WHAT THE EXERCISE ASKS: In the records below, find the line with "Target: rear bumper"; retype that line and all the following lines through the end, exactly, and add nothing.

MATERIAL FOR THIS TASK:
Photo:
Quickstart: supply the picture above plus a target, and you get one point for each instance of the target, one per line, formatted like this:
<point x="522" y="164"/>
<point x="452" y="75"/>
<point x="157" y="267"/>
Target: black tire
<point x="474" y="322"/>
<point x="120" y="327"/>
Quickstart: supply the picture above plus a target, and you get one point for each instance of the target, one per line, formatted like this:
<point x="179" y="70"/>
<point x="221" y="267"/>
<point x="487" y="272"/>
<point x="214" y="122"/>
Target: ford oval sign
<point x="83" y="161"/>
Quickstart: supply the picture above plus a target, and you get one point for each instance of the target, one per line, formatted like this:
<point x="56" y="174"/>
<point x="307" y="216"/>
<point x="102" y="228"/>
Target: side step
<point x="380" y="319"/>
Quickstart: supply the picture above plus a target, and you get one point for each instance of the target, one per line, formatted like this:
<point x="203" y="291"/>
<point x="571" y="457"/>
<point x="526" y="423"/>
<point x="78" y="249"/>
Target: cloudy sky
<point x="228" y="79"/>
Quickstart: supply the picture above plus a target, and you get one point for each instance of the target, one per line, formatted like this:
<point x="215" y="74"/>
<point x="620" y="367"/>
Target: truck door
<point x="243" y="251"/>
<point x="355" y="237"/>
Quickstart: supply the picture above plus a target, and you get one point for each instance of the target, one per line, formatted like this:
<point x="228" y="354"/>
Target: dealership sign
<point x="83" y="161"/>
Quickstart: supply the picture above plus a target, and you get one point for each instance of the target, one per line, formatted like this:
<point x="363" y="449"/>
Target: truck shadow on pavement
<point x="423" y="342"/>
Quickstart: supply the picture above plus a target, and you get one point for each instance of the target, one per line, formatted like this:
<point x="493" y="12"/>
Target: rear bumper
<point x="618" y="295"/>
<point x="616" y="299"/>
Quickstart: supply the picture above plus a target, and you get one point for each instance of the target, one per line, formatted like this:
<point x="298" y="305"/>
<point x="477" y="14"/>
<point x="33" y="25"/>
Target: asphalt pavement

EXERCISE OUTPUT:
Target: rear bumper
<point x="618" y="295"/>
<point x="616" y="299"/>
Quickstart: supply the picture above plus a target, and you get one point for each instance of the target, one per line, formatted like this:
<point x="298" y="305"/>
<point x="477" y="14"/>
<point x="33" y="25"/>
Target: asphalt pavement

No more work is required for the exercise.